··· Information provided

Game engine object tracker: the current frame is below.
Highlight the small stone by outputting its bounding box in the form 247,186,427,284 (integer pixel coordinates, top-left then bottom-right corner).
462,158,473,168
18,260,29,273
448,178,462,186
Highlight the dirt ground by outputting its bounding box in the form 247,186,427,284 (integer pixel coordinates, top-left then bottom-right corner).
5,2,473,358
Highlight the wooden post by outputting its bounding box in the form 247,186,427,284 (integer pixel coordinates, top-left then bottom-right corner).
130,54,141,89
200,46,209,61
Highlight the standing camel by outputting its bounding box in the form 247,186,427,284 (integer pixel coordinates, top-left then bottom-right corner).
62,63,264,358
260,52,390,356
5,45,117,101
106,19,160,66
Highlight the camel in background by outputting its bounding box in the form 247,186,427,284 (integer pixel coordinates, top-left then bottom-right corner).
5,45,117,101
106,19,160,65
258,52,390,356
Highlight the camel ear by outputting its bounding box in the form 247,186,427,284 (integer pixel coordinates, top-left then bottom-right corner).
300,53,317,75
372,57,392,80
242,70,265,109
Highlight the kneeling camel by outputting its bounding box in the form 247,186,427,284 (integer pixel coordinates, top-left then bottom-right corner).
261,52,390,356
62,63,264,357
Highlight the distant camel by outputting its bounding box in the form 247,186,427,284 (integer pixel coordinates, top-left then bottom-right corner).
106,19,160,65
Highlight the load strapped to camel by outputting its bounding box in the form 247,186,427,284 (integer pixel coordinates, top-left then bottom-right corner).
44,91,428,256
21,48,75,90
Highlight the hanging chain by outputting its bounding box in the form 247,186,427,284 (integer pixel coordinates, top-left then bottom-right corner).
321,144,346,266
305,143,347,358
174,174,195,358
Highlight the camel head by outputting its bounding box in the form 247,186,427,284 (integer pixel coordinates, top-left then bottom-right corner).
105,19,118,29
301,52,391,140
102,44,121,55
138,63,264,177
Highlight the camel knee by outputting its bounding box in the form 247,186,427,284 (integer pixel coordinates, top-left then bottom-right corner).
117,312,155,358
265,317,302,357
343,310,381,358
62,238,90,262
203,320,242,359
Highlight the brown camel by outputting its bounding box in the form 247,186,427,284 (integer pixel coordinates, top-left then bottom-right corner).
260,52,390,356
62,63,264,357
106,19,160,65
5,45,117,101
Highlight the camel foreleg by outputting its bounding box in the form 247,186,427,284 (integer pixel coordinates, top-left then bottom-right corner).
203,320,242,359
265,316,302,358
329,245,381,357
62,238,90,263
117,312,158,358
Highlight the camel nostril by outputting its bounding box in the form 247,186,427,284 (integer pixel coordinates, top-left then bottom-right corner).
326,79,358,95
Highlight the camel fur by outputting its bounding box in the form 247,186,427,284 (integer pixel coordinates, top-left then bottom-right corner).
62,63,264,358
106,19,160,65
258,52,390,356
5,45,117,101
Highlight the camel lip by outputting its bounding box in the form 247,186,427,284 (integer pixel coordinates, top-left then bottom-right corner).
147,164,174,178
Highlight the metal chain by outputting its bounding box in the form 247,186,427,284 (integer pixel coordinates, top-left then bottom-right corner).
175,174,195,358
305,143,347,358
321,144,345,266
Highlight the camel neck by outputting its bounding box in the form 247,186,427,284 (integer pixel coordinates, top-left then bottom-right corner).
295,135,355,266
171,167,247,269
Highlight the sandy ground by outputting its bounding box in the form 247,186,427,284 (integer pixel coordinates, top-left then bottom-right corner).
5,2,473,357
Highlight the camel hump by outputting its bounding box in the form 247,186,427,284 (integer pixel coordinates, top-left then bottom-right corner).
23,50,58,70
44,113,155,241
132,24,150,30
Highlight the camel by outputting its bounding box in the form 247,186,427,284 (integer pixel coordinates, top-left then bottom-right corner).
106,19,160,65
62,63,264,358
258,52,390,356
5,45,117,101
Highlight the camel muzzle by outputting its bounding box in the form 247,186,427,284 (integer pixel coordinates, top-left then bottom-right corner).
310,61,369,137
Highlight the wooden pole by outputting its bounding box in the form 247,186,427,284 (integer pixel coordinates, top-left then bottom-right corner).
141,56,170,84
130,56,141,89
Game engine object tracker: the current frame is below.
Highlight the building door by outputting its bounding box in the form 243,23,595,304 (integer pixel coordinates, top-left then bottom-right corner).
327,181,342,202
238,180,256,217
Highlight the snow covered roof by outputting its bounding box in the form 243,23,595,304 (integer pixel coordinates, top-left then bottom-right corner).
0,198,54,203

······

**Task goal**
Tally the lines in the records above that contain the word "wooden". Reply with only the number.

**Exercise output**
2